* PROBLEM REQUIREMENTS
Reproduce the SRE Support Engineer job posting below word for word, from its first line to its last.

* SELECTED EXTRACT
Future Openings - SRE Support Engineer - Observability
Virtasant
SRE Support Engineer - Observability
While this position is not currently open, we are interviewing strong candidates for upcoming opportunities on this team.
Location: Remote | Time Zone: (US, Canada, Brazil, Chile, Colombia, Mexico) (8AM–5PM Pacific)
Freedom to grow. Power to deliver.
Virtasant is a global technology services company delivering large-scale cloud, data, and engineering solutions across 130+ countries. We partner with some of the world’s largest organizations to help them build, operate, and scale internal platforms used by tens of thousands of engineers.
For this role, you will be supporting one of the most advanced internal developer platforms in the world, powering products used by hundreds of millions of people. The problems you will solve are deep, complex, and essential to keeping a global-scale organization moving.
Role Overview
The Observability & Tools Support Engineer provides high-impact technical support for customers of a large technology company’s internal IaaS platform, with a focus on monitoring, alerting, telemetry, and operational tooling .
This role spans a wide range of support—from white-glove onboarding and end-to-end customer enablement, to deep technical troubleshooting across Linux, networking, and observability systems (especially Prometheus and AlertManager ). You will also contribute to improving the support function itself: strengthening tooling, documentation, workflows, and feedback loops so the service scales.
Success depends on excellent troubleshooting, strong written communication, comfort working with highly technical customers, and the maturity to identify patterns and drive operational improvements beyond individual ticket resolution.
Business Outcome
Become a trusted frontline expert for the customer’s observability ecosystem and operational tooling - delivering fast, accurate support across Slack and tickets, improving monitoring reliability, and reducing incident impact through better triage, troubleshooting, onboarding, and knowledge capture.

[Rows from a data collection]
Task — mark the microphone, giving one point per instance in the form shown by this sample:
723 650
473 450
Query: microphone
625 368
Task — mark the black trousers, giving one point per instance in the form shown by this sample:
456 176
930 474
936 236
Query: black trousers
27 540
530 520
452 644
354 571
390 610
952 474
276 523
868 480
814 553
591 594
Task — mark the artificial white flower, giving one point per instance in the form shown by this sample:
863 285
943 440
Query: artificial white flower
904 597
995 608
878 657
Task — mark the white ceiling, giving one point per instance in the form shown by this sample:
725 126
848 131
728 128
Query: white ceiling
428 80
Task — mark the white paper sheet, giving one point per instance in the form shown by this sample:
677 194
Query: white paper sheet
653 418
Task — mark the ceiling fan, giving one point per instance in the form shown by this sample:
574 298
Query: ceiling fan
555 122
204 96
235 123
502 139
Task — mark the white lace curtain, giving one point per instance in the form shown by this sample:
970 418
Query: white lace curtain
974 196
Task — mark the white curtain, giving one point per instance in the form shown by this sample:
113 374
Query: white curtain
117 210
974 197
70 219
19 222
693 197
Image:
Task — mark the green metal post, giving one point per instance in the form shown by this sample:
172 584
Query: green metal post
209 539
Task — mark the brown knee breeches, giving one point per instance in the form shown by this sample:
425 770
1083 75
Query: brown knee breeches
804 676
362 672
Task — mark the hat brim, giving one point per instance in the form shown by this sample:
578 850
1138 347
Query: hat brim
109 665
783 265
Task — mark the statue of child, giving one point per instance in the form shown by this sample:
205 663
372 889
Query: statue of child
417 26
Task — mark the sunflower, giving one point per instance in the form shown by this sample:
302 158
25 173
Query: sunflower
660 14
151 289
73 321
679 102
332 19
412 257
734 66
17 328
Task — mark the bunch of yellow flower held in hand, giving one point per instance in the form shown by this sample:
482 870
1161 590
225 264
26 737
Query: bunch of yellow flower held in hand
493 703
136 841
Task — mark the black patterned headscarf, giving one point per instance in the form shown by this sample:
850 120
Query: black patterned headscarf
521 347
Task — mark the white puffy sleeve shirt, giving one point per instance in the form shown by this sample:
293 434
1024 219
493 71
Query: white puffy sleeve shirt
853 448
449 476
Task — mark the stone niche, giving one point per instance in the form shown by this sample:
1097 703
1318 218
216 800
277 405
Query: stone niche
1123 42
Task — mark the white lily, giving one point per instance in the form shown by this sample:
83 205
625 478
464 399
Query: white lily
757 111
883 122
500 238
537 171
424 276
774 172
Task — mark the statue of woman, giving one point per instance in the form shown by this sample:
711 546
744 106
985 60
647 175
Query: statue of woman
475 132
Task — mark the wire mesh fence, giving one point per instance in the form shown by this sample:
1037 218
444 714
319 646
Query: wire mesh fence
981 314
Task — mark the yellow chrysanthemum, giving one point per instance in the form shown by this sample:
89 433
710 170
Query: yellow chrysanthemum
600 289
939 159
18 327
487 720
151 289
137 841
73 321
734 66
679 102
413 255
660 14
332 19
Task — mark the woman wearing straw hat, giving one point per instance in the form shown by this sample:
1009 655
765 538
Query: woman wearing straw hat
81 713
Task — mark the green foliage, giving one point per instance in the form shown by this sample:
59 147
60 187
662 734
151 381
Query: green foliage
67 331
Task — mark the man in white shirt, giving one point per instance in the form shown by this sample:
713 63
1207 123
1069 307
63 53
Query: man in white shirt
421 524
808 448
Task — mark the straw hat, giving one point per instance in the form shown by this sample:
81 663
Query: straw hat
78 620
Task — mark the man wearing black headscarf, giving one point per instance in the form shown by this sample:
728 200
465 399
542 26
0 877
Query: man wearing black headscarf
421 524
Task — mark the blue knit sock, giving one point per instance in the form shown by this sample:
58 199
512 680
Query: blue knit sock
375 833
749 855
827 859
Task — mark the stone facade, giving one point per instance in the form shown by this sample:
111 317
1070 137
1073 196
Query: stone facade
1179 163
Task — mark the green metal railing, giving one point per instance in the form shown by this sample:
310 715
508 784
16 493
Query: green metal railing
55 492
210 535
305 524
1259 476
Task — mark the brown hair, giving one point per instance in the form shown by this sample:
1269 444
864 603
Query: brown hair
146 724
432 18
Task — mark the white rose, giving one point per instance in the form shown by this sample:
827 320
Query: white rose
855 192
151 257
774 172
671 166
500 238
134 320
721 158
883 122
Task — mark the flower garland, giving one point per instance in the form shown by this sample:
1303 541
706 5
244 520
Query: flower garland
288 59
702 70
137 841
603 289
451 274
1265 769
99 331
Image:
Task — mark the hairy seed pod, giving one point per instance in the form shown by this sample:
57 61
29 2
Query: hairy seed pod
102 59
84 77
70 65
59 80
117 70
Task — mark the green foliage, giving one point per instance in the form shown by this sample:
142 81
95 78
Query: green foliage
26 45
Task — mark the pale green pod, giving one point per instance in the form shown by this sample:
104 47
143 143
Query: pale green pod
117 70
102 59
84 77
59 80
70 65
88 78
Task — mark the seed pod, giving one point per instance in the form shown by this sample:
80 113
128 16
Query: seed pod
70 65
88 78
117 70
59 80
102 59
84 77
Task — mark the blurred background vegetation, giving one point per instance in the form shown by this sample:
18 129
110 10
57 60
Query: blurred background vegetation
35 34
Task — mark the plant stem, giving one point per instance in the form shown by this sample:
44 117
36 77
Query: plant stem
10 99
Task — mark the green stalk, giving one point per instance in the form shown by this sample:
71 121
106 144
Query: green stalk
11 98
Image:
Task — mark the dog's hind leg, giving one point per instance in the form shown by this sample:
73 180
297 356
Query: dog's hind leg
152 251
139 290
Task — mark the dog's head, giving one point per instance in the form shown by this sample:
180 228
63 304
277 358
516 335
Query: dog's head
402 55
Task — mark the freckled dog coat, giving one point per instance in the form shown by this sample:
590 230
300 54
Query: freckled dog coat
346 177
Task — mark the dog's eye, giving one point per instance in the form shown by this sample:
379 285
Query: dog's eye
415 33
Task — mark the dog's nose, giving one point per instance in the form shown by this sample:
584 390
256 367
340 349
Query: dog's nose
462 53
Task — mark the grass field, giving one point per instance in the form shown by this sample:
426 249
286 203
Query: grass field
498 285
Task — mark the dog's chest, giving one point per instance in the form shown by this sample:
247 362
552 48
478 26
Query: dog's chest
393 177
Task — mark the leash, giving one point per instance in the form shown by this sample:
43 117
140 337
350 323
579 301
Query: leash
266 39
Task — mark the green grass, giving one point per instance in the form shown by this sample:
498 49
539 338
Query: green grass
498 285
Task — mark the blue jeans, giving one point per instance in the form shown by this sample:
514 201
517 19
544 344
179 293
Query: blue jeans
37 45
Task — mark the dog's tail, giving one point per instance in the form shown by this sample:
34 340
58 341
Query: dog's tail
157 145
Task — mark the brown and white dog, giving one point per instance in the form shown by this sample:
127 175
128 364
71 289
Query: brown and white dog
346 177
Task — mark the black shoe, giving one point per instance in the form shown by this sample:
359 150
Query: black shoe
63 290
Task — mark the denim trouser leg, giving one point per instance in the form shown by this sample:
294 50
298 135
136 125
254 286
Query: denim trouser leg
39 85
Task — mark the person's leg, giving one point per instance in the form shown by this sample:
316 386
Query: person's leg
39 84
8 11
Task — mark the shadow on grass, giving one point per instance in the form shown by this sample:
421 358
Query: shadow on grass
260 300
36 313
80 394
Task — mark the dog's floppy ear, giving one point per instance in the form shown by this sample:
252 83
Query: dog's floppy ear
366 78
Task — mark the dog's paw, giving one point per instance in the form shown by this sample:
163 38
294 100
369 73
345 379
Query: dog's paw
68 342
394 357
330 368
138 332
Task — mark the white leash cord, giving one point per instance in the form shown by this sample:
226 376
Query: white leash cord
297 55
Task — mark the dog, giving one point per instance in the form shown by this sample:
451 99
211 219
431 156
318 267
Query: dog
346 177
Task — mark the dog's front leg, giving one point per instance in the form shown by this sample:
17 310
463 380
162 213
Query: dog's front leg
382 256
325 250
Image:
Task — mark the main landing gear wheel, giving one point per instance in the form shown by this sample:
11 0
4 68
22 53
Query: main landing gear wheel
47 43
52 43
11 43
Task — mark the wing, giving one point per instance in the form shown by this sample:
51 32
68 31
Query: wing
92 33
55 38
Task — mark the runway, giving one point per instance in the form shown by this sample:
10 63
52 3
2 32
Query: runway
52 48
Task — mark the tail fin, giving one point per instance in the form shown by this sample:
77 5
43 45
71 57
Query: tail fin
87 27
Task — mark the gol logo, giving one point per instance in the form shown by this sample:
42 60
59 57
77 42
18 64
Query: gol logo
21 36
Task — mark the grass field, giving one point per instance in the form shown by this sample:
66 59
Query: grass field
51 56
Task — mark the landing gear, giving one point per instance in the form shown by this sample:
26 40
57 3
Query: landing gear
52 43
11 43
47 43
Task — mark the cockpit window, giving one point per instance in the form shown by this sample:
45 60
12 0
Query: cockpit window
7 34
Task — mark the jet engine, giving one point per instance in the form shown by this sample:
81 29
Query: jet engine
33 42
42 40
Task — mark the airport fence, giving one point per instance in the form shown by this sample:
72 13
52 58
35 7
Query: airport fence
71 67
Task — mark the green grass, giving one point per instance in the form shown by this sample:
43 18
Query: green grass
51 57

* RESULT FOR THIS TASK
Future Openings - SRE Support Engineer - Observability
Virtasant
SRE Support Engineer - Observability
While this position is not currently open, we are interviewing strong candidates for upcoming opportunities on this team.
Location: Remote | Time Zone: (US, Canada, Brazil, Chile, Colombia, Mexico) (8AM–5PM Pacific)
Freedom to grow. Power to deliver.
Virtasant is a global technology services company delivering large-scale cloud, data, and engineering solutions across 130+ countries. We partner with some of the world’s largest organizations to help them build, operate, and scale internal platforms used by tens of thousands of engineers.
For this role, you will be supporting one of the most advanced internal developer platforms in the world, powering products used by hundreds of millions of people. The problems you will solve are deep, complex, and essential to keeping a global-scale organization moving.
Role Overview
The Observability & Tools Support Engineer provides high-impact technical support for customers of a large technology company’s internal IaaS platform, with a focus on monitoring, alerting, telemetry, and operational tooling .
This role spans a wide range of support—from white-glove onboarding and end-to-end customer enablement, to deep technical troubleshooting across Linux, networking, and observability systems (especially Prometheus and AlertManager ). You will also contribute to improving the support function itself: strengthening tooling, documentation, workflows, and feedback loops so the service scales.
Success depends on excellent troubleshooting, strong written communication, comfort working with highly technical customers, and the maturity to identify patterns and drive operational improvements beyond individual ticket resolution.
Business Outcome
Become a trusted frontline expert for the customer’s observability ecosystem and operational tooling - delivering fast, accurate support across Slack and tickets, improving monitoring reliability, and reducing incident impact through better triage, troubleshooting, onboarding, and knowledge capture.